SEITENAUSZUG

┌──

Leitsatz (amtlich)

1. Zur Umschreibung von Grundstücks-Miteigentumsanteilen an Minderjährige in Erfüllung eines mit einem Untervermächtnis in Form des Nießbrauchs für den Erben belasteten Vermächtnisses.

2. Wird vom sorgeberechtigten Elternteil als Erben Grundeigentum aufgrund eines fälligen Vermächtnisanspruchs an seine minderjährigen Kinder übertragen, bedarf es nicht der Mitwirkung eines familiengerichtlich bestellten Pflegers unter dem Gesichtspunkt, dass mit der Entgegennahme des Vermächtnisgegenstands im Hinblick auf den Pflichtteil Nachteile verbunden sein könnten. Die Annahme eines (belasteten) Vermächtnisses als nicht lediglich rechtlich vorteilhaftes Geschäft ist vielmehr von der dinglichen Erfüllung des Vermächtnisanspruchs zu unterscheiden.

 

Normenkette

BGB §§ 106-107, 181, 1629 Abs. 2, § 1795 Abs. 1 Nr. 1, Abs. 2, §§ 2174, 2176, 2186; GBO §§ 19-20

 

Verfahrensgang

AG Freising (Aktenzeichen Grundbuchamt - Freising, Blatt 21545-4)

 

Tenor

I. Auf die Beschwerde der Beteiligten wird die Zwischenverfügung des AG Freising - Grundbuchamt - vom 7.6.2011 aufgehoben.

 

Gründe

I. Der Beteiligte zu 1 ist gemäß notariellem Testament vom 11.6.2010 Alleinerbe seiner am 22.6.2010 verstorbenen Ehefrau. Testamentsvollstreckung ist angeordnet, der Beteiligte zu 1 als Testamentsvollstrecker bestellt. Zur Erbmasse gehört ein Grundstück, das am 8.10.2010 auf den Beteiligten zu 1 als Eigentümer umgetragen ist. Die Eheleute haben zwei minderjährige Kinder, ... (geb. 1998; Beteiligter zu 2) und ... (geb. 2002; Beteiligte zu 3). Im Testament vom 11.6.2010 ist verfügt:

"Der Erbe wird mit folgenden Vermächtnissen beschwert:

Meine Kinder

erhalten jeweils 1/3 - jeweils ein Drittel - Miteigentumsanteil an folgendem Grundbesitz

Das verbleibende Drittel erhält der Erbe.

└──

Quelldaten
┌──

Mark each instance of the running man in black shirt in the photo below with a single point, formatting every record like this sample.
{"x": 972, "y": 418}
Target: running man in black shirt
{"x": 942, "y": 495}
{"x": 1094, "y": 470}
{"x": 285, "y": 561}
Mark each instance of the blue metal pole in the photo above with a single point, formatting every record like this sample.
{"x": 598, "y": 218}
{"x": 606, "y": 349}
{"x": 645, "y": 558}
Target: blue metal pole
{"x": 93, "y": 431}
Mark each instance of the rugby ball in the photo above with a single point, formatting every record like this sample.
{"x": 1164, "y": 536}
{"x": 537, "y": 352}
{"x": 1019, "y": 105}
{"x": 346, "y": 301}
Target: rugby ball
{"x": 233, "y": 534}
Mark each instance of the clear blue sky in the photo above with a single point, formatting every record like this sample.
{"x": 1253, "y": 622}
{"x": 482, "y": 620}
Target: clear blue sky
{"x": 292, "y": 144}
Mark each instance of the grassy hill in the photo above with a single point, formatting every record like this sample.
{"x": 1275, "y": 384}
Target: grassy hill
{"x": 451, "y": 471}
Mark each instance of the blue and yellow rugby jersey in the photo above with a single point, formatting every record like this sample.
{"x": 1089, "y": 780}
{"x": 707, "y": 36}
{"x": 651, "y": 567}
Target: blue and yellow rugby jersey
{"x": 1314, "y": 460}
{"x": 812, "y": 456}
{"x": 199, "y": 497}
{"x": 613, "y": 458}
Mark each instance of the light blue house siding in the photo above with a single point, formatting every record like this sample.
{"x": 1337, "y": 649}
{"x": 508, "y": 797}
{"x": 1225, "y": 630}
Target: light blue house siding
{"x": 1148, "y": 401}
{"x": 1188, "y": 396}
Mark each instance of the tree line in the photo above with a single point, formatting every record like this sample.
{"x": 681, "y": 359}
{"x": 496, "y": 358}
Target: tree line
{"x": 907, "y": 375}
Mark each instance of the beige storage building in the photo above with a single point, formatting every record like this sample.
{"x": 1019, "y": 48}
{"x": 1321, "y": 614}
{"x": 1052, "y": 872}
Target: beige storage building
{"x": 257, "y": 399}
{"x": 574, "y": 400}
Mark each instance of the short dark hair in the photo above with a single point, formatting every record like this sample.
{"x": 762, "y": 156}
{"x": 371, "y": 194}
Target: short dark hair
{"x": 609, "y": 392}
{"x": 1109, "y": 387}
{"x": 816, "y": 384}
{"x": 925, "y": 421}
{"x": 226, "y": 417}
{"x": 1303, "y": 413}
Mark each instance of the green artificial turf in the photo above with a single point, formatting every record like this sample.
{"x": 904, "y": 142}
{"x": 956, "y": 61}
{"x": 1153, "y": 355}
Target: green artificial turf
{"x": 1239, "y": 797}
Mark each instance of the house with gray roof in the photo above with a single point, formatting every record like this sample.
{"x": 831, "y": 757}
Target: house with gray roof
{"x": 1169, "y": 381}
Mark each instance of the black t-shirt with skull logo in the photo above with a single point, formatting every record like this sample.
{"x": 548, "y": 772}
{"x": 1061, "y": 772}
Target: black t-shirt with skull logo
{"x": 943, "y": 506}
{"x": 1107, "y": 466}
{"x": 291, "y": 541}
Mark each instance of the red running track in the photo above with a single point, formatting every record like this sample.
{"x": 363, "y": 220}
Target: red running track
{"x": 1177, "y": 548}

└──

ERWARTETE LEISTUNG
Schreiben Sie aus dem Seitenauszug wortgetreu ab, beginnend mit „Normenkette“ und weiter bis einschließlich „Freising, Blatt 21545-4)“.

ERGEBNIS DER ÜBUNG
Normenkette

BGB §§ 106-107, 181, 1629 Abs. 2, § 1795 Abs. 1 Nr. 1, Abs. 2, §§ 2174, 2176, 2186; GBO §§ 19-20

 

Verfahrensgang

AG Freising (Aktenzeichen Grundbuchamt - Freising, Blatt 21545-4)